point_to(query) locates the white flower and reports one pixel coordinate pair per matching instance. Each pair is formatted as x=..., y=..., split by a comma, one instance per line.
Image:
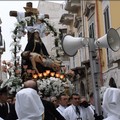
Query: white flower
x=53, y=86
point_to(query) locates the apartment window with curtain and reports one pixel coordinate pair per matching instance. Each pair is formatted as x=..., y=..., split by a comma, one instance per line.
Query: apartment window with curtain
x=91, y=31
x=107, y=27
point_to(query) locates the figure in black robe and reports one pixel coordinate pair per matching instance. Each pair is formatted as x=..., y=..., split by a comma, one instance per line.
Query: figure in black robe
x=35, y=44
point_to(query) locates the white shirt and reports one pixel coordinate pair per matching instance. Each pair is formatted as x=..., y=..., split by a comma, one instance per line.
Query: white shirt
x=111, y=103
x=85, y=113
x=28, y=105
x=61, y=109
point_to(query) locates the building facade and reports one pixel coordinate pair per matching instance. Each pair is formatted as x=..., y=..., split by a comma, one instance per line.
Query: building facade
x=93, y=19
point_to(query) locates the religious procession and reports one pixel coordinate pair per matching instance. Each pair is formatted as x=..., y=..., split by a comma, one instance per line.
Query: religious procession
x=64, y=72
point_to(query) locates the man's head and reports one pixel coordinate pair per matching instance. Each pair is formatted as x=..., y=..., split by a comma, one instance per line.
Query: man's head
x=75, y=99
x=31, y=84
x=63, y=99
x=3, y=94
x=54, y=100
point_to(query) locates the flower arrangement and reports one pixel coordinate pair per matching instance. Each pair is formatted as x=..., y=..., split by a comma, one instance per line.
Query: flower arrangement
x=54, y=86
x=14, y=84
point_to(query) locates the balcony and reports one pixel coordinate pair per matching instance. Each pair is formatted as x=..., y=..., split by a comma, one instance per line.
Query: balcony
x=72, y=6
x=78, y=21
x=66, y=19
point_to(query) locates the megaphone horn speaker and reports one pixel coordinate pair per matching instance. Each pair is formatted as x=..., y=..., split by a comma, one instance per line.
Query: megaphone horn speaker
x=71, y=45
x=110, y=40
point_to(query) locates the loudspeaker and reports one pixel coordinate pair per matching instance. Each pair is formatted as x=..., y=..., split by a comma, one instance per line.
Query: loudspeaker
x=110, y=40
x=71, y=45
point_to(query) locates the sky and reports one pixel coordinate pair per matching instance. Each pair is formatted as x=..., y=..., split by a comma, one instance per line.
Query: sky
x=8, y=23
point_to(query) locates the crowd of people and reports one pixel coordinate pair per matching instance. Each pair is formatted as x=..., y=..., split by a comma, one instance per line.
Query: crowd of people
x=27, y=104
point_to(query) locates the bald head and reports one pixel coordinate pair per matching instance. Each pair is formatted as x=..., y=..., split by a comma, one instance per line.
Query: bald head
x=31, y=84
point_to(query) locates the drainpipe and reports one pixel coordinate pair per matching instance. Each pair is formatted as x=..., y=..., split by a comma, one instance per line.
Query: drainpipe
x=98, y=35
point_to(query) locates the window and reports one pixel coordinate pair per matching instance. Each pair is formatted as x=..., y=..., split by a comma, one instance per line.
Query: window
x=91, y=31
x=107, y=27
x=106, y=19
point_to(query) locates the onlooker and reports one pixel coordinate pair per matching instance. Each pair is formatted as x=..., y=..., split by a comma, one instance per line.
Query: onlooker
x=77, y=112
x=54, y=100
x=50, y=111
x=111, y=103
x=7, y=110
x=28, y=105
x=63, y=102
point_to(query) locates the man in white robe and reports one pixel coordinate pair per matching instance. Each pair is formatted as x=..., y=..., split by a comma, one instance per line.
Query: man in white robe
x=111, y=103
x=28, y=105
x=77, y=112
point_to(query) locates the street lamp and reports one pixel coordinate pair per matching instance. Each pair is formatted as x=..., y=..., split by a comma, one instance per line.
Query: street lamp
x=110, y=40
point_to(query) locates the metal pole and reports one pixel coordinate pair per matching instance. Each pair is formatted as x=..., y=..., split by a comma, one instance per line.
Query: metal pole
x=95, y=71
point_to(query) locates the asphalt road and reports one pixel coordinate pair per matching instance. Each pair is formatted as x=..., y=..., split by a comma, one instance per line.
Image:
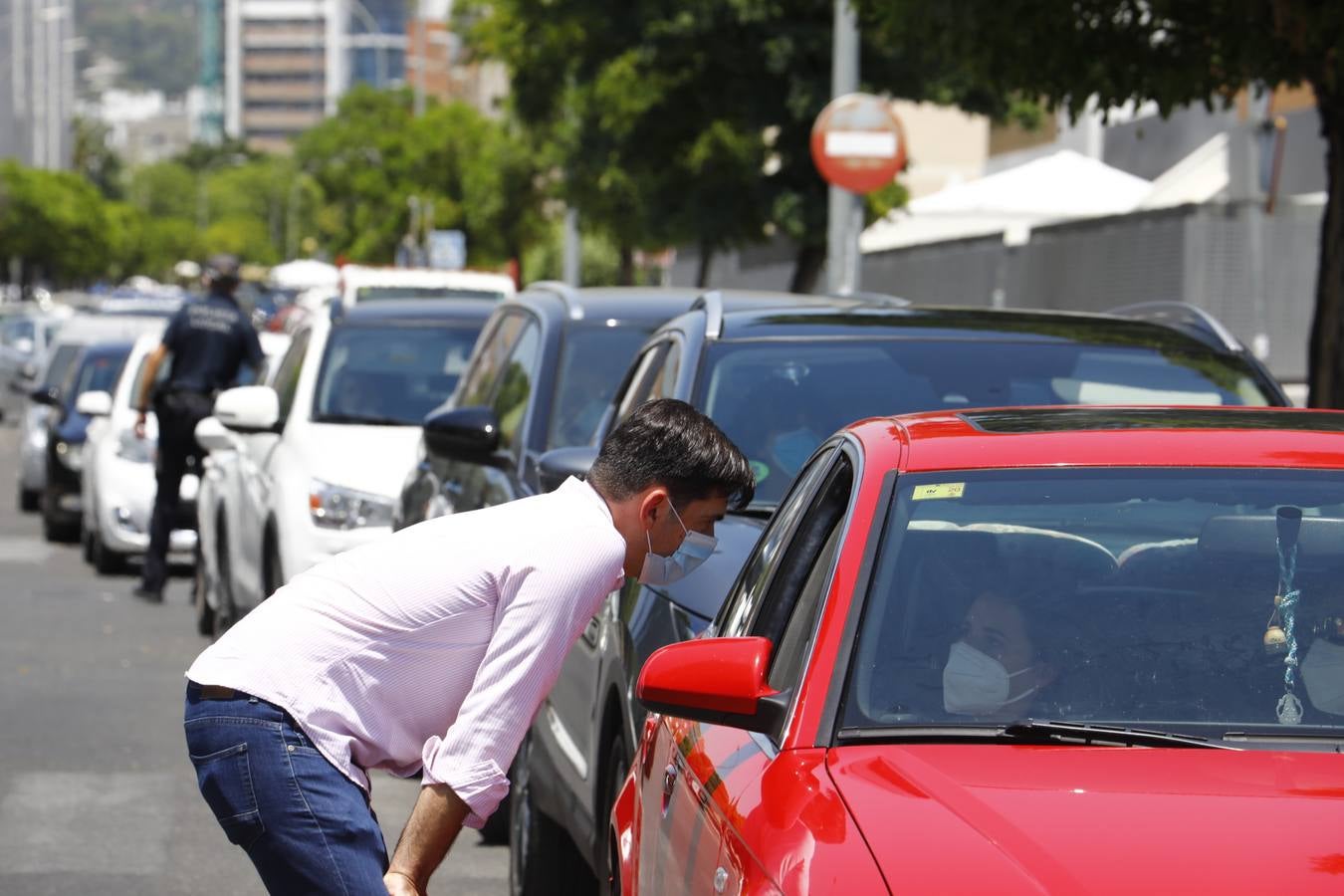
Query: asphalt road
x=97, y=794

^^^^

### THE EXERCISE
Quote every record above exactly, omitting any pictures they contain.

### RIGHT ANSWER
point_to(query) locates the white flower and reports one pixel coordinate pair per matching instance. Each pair is formatted as x=..., y=..., split by a comma, one instance per line.
Image:
Query: white flower
x=53, y=86
point_to(query) locates the apartment window with curtain and reports one pixel coordinate pair per matching instance. Each pair is formatted as x=..., y=..., split by a comma, one instance per line.
Query: apartment window with curtain
x=91, y=31
x=107, y=27
point_to(query) locates the figure in black robe and reports one pixel coordinate pair per matching instance. Each pair is formatted as x=..., y=..., split by a comma, one instance per line.
Query: figure in black robe
x=35, y=44
point_to(query) locates the white shirt and reports one pixel coordinate pair per matching instance. Each pair is formatted as x=..., y=..., split by a comma, one instance per line.
Query: white shirt
x=111, y=103
x=85, y=113
x=28, y=105
x=61, y=109
point_to(query) locates the building facade and reports one pixel coordinate pair per matching instance. Each pair is formatted as x=..., y=..., split by a comma, one instance per line.
Query: building facade
x=93, y=19
point_to(query) locates the religious procession and reports one pixel coordinate pair per matching instance. Each pair is formatted as x=..., y=..., split by a comma, one instance per line.
Query: religious procession
x=64, y=72
point_to(query) locates the man's head and reports one pixel coordinate pair per matching instance. Each pair is formatted as x=..., y=..., split by a comma, one instance per line.
Query: man's head
x=75, y=99
x=31, y=84
x=63, y=99
x=3, y=94
x=54, y=100
point_to(query) locates the flower arrangement and reports one pixel coordinate pair per matching instance. Each pair is formatted as x=..., y=..., split by a comma, one instance per line.
Query: flower arrangement
x=54, y=86
x=14, y=84
point_to(query) locates the balcony and reports one pixel coordinate pair per matching instance. Each pair is formatted as x=..., y=..., split by a comma, one instance per line.
Query: balcony
x=72, y=6
x=78, y=21
x=66, y=19
point_to(query) locates the megaphone horn speaker and reports one pixel coordinate pair per matching instance. Each pair is formatted as x=..., y=..., split by a comma, one instance per line.
Query: megaphone horn speaker
x=71, y=45
x=110, y=40
point_to(query) locates the loudspeaker and reports one pixel coordinate pair per matching instance. Each pair is formatted as x=..., y=..., split by a comma, one instance per line.
Query: loudspeaker
x=110, y=40
x=71, y=45
point_to(query) locates the sky and reports one pixel coordinate pair per matching instance. Each pair is formatted as x=..., y=..., split by a comma, one instance per line.
Query: sky
x=8, y=23
point_to(query) locates the crowd of people and reports one pixel coordinate pair per matching instance. Each pair is formatted as x=..., y=..., split by a comma, one instance per line.
Query: crowd of people
x=27, y=104
point_to(query) locates the bald head and reports one pixel coordinate pair per matching instance. Each pair is formatted as x=..., y=..., split by a comma, one instance per line.
Query: bald head
x=31, y=84
point_to(query) locates the drainpipe and reports one pixel coordinate pair per matching instance. Each pair is formatted as x=..., y=..., split by a comma, one instance per line.
Query: drainpipe
x=98, y=35
point_to(query) locates the window and reports one pixel coordinate pair per matching instance. Each pair is formatted as x=..., y=..., split by a comma, one instance per line.
Query: window
x=91, y=31
x=107, y=27
x=106, y=19
point_to(query) locates the onlooker and reports one pixel coordinate pair per matching instance. Each pair is formatted as x=..., y=..., split by a comma, one instance per line.
Query: onlooker
x=77, y=112
x=54, y=100
x=50, y=111
x=111, y=103
x=7, y=110
x=28, y=105
x=63, y=102
point_to(query) locates the man in white robe and reports one pixel coordinate pair per matching instance. Each pair is formatted as x=..., y=..., split by a comma, one instance per line.
Query: man in white robe
x=111, y=103
x=28, y=105
x=77, y=112
point_to(query) locates the street lamp and reports one pixel coordinate pair per matching instance. Each pair is formatted as x=..., y=..., split by a comma, one instance per line.
Query: street lamp
x=110, y=40
point_to(query) locates the metal pole and reports one pixel coordinate pair per matching instance. Each pair is formatted as x=..., y=..., split by a comma, one instance per line.
Query: metal pole
x=95, y=71
point_to(query) locates the asphalt road and reports one pixel coordinate pair per matching instance. Each pair is formatted as x=..., y=..., split by a comma, one instance per line.
Image:
Query: asphalt road
x=97, y=794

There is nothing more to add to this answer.